───── Data entries ─────

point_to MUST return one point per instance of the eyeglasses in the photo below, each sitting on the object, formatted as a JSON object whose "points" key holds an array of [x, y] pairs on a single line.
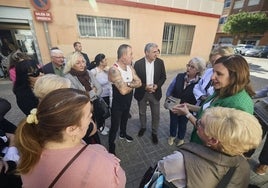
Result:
{"points": [[35, 73], [190, 66], [61, 57], [80, 62], [199, 124]]}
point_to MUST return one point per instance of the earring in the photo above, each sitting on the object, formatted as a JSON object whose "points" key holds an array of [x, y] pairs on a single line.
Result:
{"points": [[73, 138]]}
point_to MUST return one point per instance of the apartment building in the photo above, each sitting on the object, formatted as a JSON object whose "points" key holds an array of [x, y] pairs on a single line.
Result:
{"points": [[182, 29], [234, 7]]}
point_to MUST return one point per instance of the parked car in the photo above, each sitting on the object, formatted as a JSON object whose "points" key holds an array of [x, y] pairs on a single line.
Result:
{"points": [[242, 48], [258, 51], [264, 52]]}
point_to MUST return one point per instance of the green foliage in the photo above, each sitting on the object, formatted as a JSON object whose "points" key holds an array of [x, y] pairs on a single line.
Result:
{"points": [[245, 23]]}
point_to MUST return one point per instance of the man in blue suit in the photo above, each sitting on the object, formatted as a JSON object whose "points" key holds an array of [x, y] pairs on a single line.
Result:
{"points": [[151, 70]]}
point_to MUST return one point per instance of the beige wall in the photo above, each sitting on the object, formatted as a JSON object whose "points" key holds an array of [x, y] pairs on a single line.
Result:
{"points": [[146, 25]]}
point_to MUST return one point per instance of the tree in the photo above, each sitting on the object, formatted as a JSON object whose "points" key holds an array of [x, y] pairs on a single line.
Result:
{"points": [[245, 23]]}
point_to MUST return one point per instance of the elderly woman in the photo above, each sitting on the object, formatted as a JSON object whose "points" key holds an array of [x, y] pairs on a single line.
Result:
{"points": [[81, 78], [76, 71], [101, 74], [226, 133], [231, 81], [182, 87]]}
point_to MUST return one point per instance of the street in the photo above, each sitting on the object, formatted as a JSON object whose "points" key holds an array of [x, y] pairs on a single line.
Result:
{"points": [[137, 156]]}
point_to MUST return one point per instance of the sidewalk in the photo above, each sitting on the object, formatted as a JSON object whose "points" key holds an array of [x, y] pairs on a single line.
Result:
{"points": [[137, 156]]}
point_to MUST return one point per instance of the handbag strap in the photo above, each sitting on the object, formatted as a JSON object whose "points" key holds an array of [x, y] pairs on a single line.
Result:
{"points": [[66, 166]]}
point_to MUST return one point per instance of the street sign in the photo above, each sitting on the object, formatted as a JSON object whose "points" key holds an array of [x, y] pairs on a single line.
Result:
{"points": [[43, 16], [41, 4]]}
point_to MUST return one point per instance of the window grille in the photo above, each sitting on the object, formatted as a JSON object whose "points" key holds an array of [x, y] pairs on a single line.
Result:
{"points": [[177, 39], [101, 27]]}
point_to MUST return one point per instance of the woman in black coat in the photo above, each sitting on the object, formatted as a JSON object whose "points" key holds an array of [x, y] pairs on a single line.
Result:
{"points": [[27, 71]]}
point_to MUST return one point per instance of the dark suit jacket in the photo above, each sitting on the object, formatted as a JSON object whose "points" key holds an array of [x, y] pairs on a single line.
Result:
{"points": [[48, 69], [89, 65], [159, 77]]}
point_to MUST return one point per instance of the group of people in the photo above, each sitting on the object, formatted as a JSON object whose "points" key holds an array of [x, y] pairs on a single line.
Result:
{"points": [[61, 120]]}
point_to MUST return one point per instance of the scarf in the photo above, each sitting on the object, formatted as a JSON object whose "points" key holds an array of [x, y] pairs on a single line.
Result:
{"points": [[83, 78]]}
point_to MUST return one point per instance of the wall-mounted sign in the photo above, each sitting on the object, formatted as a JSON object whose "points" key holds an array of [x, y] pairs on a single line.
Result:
{"points": [[41, 4], [43, 16]]}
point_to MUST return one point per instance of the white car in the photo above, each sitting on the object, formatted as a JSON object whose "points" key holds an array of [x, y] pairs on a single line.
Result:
{"points": [[242, 48]]}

─────

**Given request**
Your task is to transcribe the line containing "point_to MUST return one point per instance of the handbag" and every line after it, through the last line of the data, exactly as written and with nothing more.

**Solved problem**
point_to MUST return one point per instance of the handbag strap in the photo above, each sitting on the object, formatted as a JSON object whose "points" key holds an array of [x, y] pairs on a single line.
Result:
{"points": [[66, 166]]}
point_to MUST return one point per instance of the street sign in the photo above, each sitting on the object, formatted as a JSON object whose "points" key holds an array of [x, y] pairs on a single line.
Result:
{"points": [[43, 16], [41, 4]]}
point_to MUST return one point per instance of the window grille in the photo above, each sitting on the object, formatted as a JSON object whose "points" key holds an array of [x, y] pairs on a single line.
Result:
{"points": [[177, 39], [101, 27]]}
point_to MUST return one point per instance of the woman in black coat in the photo above, each sitting on the object, formatted as a JSON object whose "points" key holds an array of [x, y] pairs on a single line.
Result:
{"points": [[27, 71]]}
point_to MUST return one point per instance of the dark suit jacket in the photo above, each sitting on the object, formatted as a JSON object whose "points" key holds an array of [x, y] pairs on a single line.
Result:
{"points": [[48, 69], [89, 65], [159, 77]]}
point_to MUST return one point per instance of the group of people in the photo above, each sitting on the object, formatted as a JSON object whose "points" key holds an array of [x, y] pairs on a single line.
Result:
{"points": [[61, 120]]}
point_to MUST return one point per instance of the scarf in the photo above, each sitting on the object, formatted as a JSON object whose "points" key holds an array of [x, y] pairs on a single line.
Result:
{"points": [[83, 78]]}
point_to MUST return one point per instance of the wall-mounted sign in the photo above, each sitting on the object, formatted as a JSON object whose "points" key holds an array of [x, y] pairs on a single line.
Result:
{"points": [[41, 4], [43, 16]]}
point_to MUST return one point per instance of the white car in the photo above, each sitting on the object, formatted as a JSON object whose "points" key holds an array of [x, y] pairs on a single line.
Result:
{"points": [[242, 48]]}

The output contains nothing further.